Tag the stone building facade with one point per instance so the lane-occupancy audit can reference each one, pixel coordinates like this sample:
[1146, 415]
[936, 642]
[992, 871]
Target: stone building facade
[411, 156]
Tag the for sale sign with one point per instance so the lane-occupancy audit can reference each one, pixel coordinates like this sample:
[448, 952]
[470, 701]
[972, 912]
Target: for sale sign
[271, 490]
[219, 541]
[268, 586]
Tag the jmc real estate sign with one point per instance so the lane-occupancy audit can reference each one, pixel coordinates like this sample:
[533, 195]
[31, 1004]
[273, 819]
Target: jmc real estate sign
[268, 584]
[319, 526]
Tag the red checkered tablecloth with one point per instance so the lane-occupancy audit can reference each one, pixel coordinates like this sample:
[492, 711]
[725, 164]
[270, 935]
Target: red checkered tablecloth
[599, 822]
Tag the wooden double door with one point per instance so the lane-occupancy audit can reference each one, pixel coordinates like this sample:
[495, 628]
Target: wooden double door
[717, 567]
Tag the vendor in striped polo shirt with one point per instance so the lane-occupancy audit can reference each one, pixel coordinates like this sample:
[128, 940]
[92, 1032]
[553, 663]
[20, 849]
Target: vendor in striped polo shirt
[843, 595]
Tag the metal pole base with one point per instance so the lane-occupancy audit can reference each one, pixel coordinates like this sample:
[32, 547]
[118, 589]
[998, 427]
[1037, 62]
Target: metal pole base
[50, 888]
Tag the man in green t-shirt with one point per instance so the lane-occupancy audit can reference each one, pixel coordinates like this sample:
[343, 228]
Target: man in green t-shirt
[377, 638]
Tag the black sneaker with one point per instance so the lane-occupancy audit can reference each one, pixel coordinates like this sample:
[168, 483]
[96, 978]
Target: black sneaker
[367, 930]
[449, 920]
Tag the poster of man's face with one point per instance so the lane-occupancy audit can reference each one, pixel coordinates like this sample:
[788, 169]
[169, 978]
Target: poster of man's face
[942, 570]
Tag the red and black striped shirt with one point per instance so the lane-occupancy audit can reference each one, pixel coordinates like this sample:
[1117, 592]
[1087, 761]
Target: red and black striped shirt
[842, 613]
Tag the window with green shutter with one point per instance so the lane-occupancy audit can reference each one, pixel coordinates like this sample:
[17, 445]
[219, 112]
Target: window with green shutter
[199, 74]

Exercise instructions — The material above should be given again in full, exactly.

Task result —
Tag the stone building facade with one point per instance so the lane-occupancy audit can reference each one, pixel coordinates like this sample:
[1146, 415]
[936, 642]
[992, 871]
Target: stone building facade
[411, 156]
Tag the for sale sign with one point per instance so the lane-occupancy audit can reference each one, pixel coordinates like this sample:
[448, 952]
[470, 701]
[972, 912]
Target: for sale sign
[271, 490]
[219, 541]
[268, 586]
Tag the jmc real estate sign with one point per instance so the lane-occupancy audit can reference each one, pixel coordinates like this sample:
[533, 195]
[31, 1004]
[273, 819]
Target: jmc real estate sign
[268, 584]
[319, 526]
Tag the red checkered tablecloth with one point per instance so the lane-occupancy audit can reference each one, pixel coordinates like this sample:
[492, 711]
[725, 164]
[270, 935]
Target: red checkered tablecloth
[599, 822]
Tag the wooden double door with one point per instance so the lane-occupancy audit can reference each one, pixel coordinates like this sample:
[495, 628]
Target: wooden double door
[717, 567]
Tag the vendor in striped polo shirt with one point per instance so the lane-occupancy audit can reference each one, pixel coordinates like this sample:
[128, 940]
[92, 1032]
[553, 663]
[20, 849]
Target: vendor in striped polo shirt
[843, 595]
Tag the metal pole base with one point per instance so the lane-occupancy audit can reference each one, pixel coordinates like this sample:
[32, 547]
[118, 589]
[998, 427]
[1037, 62]
Target: metal pole base
[50, 888]
Tag the man in green t-shirt with one point per instance so the lane-occupancy audit can reference each one, pixel coordinates like this sample:
[343, 228]
Target: man in green t-shirt
[377, 638]
Tag the black sneaker with one point per instance so the lane-occupancy audit can reference each one, pixel coordinates like this sample:
[168, 483]
[96, 978]
Target: black sneaker
[367, 930]
[449, 920]
Tag the poster of man's face with one point per instance so the lane-occupancy audit can reference each one, pixel coordinates like this sample:
[788, 169]
[169, 978]
Target: poster of man's face
[942, 570]
Tag the red and black striped shirt with one point per instance so the lane-occupancy audit can reference each one, pixel coordinates like this sample:
[1117, 592]
[1087, 761]
Target: red and black striped shirt
[842, 613]
Tag the window with green shutter with one point per instance so the lane-occupancy audit can reference each one, pixel coordinates like this sample:
[17, 445]
[219, 112]
Target: window with green shutter
[199, 74]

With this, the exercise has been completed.